GIVEN REQUEST - Convert everything in the rows from the line containing "Indicate the patio step" down to the line containing "<point>200,58</point>" into a numbered list, leaving out any blank lines.

++++++++++++++++++++

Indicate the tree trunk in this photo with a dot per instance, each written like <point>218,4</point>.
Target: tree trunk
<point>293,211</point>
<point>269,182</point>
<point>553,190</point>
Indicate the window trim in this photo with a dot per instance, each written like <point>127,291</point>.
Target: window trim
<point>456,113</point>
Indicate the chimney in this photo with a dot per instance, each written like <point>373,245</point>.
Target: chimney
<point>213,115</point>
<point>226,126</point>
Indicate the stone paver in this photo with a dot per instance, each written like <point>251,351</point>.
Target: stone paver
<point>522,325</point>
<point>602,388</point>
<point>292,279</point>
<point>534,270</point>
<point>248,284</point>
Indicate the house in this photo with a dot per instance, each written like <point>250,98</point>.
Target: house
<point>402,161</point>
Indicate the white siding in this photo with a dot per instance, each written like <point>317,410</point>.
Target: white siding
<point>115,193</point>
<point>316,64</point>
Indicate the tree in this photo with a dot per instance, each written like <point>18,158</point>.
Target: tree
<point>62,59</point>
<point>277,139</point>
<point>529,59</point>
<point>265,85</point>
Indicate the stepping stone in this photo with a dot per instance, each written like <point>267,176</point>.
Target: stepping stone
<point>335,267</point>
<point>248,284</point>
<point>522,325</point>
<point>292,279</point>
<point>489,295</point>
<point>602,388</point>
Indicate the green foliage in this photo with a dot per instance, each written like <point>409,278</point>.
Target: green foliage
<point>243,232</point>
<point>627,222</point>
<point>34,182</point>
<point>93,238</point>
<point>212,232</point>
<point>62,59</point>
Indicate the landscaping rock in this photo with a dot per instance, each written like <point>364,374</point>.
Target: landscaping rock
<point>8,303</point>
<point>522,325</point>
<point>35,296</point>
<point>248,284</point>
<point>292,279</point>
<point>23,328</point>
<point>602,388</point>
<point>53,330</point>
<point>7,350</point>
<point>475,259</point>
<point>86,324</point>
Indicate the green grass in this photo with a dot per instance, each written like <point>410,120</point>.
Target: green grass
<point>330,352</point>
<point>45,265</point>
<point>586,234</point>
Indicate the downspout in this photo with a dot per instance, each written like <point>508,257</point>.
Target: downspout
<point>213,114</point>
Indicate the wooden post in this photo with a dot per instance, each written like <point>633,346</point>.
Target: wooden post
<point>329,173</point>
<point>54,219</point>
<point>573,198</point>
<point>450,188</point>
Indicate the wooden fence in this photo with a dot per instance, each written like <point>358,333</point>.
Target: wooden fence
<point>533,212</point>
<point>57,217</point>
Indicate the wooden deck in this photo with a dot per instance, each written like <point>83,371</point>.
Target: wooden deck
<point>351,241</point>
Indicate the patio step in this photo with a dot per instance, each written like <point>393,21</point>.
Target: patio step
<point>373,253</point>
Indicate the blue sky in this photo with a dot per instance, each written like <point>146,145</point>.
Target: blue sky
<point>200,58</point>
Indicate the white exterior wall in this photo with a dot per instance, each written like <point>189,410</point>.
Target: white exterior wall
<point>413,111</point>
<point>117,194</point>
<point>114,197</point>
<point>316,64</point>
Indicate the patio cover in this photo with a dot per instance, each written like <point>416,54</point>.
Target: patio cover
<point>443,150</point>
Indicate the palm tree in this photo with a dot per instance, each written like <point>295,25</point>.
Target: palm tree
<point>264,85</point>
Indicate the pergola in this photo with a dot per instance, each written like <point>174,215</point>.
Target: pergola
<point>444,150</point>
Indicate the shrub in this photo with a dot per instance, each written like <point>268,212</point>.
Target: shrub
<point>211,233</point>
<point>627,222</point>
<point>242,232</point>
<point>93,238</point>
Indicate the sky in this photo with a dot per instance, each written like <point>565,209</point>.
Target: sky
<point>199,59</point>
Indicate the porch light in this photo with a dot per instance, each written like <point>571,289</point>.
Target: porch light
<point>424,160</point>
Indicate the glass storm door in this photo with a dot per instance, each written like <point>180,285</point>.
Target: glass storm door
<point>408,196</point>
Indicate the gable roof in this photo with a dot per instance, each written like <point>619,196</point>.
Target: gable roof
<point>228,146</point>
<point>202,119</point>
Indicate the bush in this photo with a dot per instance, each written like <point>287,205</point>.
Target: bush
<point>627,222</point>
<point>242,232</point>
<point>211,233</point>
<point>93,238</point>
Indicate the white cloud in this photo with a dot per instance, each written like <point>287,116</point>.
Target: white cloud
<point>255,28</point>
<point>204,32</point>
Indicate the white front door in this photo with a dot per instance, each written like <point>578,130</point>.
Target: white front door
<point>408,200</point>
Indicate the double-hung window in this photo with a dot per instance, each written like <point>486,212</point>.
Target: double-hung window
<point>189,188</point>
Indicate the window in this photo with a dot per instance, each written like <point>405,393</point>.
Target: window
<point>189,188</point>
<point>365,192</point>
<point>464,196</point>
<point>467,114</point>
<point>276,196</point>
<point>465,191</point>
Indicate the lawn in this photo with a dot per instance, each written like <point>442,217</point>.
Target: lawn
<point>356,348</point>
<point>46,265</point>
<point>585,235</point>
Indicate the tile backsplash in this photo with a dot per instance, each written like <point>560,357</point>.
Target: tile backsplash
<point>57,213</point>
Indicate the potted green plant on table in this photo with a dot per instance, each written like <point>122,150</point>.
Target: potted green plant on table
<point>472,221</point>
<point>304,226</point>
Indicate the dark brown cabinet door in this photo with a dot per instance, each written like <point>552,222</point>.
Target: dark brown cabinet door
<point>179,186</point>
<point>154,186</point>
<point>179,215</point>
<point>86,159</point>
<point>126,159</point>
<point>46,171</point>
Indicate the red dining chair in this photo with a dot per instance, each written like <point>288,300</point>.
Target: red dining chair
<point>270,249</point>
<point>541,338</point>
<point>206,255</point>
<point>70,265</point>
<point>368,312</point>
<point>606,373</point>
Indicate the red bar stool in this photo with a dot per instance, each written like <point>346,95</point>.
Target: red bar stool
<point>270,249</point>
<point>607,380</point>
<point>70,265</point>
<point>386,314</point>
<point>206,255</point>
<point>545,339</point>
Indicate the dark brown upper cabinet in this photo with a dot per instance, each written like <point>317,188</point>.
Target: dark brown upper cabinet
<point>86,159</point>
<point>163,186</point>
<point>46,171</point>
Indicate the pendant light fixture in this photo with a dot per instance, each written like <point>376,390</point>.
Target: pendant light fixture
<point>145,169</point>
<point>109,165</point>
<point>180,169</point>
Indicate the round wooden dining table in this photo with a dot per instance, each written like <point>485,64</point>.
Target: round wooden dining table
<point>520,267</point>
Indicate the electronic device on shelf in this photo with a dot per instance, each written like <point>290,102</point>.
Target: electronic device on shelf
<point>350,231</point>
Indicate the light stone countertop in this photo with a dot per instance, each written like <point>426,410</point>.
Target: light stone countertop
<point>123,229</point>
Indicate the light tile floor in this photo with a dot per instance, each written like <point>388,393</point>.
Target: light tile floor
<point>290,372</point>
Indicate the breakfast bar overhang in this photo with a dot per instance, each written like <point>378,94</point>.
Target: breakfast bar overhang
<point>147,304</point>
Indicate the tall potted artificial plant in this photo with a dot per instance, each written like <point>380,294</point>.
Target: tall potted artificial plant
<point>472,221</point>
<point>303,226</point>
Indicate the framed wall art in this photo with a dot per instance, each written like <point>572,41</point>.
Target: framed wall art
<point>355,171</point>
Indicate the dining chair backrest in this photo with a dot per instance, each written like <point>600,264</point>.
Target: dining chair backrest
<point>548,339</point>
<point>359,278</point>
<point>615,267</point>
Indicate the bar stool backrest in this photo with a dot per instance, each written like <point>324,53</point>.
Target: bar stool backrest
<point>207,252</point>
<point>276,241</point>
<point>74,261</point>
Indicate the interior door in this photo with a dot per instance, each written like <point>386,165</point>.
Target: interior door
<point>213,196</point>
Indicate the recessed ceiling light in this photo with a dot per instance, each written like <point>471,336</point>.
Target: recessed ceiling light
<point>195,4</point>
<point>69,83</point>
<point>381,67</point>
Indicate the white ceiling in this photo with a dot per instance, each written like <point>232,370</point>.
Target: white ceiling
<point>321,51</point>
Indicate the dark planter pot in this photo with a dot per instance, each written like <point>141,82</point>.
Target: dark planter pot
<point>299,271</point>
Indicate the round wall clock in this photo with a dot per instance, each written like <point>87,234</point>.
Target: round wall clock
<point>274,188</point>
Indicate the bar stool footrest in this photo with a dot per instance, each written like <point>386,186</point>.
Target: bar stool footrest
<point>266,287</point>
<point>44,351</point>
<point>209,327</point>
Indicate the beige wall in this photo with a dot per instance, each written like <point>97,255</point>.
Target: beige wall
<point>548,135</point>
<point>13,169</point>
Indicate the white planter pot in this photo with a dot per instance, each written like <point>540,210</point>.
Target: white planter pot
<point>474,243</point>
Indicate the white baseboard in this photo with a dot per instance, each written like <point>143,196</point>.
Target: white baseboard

++++++++++++++++++++

ANSWER TO THE TASK -
1. Indicate the patio step in this photo with a dot per instance, each written like <point>393,21</point>.
2. Target: patio step
3. <point>373,253</point>
4. Indicate the blue sky in this photo with a dot per instance, each written like <point>146,145</point>.
5. Target: blue sky
6. <point>200,58</point>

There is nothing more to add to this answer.